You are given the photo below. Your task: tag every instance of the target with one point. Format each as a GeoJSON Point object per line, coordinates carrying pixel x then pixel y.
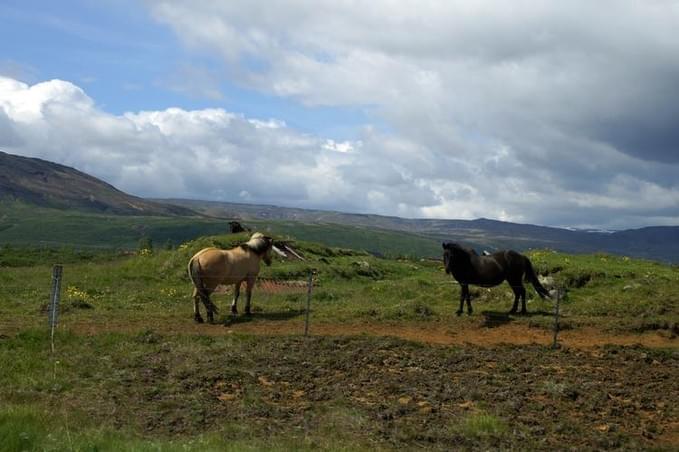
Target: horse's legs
{"type": "Point", "coordinates": [518, 291]}
{"type": "Point", "coordinates": [469, 300]}
{"type": "Point", "coordinates": [248, 295]}
{"type": "Point", "coordinates": [464, 295]}
{"type": "Point", "coordinates": [196, 310]}
{"type": "Point", "coordinates": [236, 294]}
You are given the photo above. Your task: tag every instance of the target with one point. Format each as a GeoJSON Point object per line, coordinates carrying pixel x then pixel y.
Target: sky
# # # #
● EXERCISE GOAL: Check every line of the data above for the string "given", and copy those that have it.

● ANSWER:
You are given the photo below. Your task: tag every instance of the target with one point. Format each as a GeoJSON Point object per line, coordinates carrying pixel x then pixel y.
You are given the photo above. Your task: tag every instance of the target with one point. Format each as a GeoJSON Point object per line, coordinates carrying pixel x then pixel y.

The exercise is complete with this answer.